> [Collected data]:
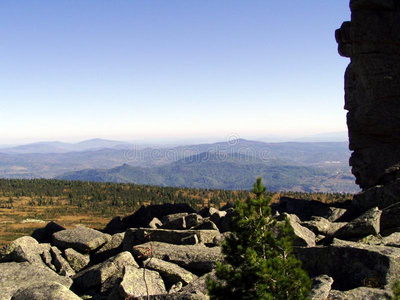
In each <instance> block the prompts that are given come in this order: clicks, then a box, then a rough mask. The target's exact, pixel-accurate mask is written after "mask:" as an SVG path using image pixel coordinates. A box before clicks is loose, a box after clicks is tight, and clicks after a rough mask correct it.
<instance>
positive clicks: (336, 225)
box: [301, 217, 347, 236]
mask: <svg viewBox="0 0 400 300" xmlns="http://www.w3.org/2000/svg"><path fill="white" fill-rule="evenodd" d="M346 224H347V223H345V222H337V223H331V222H329V221H328V220H327V219H325V218H323V217H313V218H312V219H311V221H305V222H302V223H301V225H302V226H304V227H307V228H308V229H310V230H311V231H312V232H314V233H315V234H322V235H325V236H332V235H334V234H335V232H336V231H338V230H339V229H340V228H342V227H343V226H345V225H346Z"/></svg>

> [What is being asked]:
Could you repeat all of the entries exactly, without the pictures?

> [Output below]:
In each <instance> block the prompts that are given come in this order: clicks, then a box, then a rough mask. The target's exact, pixel-accurate mask is written after "mask:" as an SVG path using image pixel coordinates. A box before clicks is loose, a box after clicks is tight, and clicks after a rough mask correct it.
<instance>
positive clicks: (336, 225)
box: [301, 217, 347, 236]
mask: <svg viewBox="0 0 400 300" xmlns="http://www.w3.org/2000/svg"><path fill="white" fill-rule="evenodd" d="M346 224H347V223H345V222H337V223H331V222H329V221H328V220H327V219H325V218H323V217H313V218H312V219H311V221H305V222H302V223H301V225H302V226H304V227H307V228H308V229H310V230H311V231H312V232H314V233H315V234H322V235H325V236H332V235H334V234H335V232H336V231H338V230H339V229H340V228H342V227H343V226H345V225H346Z"/></svg>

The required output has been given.